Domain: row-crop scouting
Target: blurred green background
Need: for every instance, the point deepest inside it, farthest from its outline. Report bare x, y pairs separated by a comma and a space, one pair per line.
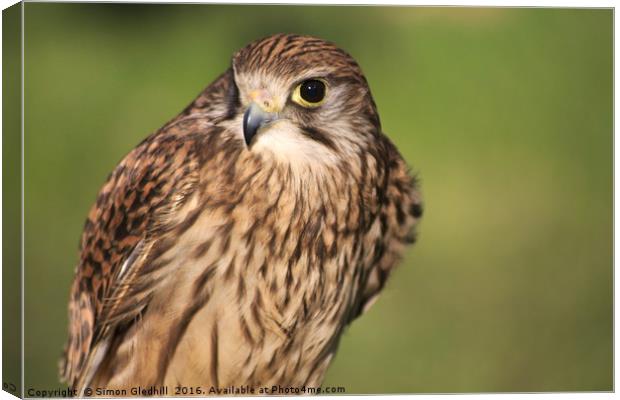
506, 114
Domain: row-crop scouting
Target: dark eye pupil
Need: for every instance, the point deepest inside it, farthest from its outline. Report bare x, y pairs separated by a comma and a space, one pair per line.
312, 91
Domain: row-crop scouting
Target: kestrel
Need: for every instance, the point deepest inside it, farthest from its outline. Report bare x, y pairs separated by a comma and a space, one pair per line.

--

REQUEST | Reproduce every one of the records above verbatim, leaving out the pictures.

TASK ANSWER |
Domain: row-crop scouting
Target: blurred green background
Need: for every instance, the point deepest inside it, farthest from its outline. Report bare x, y pairs separated by a comma and a space, one pair per line.
506, 114
Domain: row-crop scouting
Target: dark eye pupil
Need: for every instance, the point deepest inside it, farthest from its outline. Report bare x, y pairs separated by a comma and a space, one pair per line.
312, 91
Domain: row-crop scouting
Target: kestrel
Need: for every instance, the point deepest inside it, farthest from its outline. Report bare x, y pairs separated by a comma and a space, one pair per line.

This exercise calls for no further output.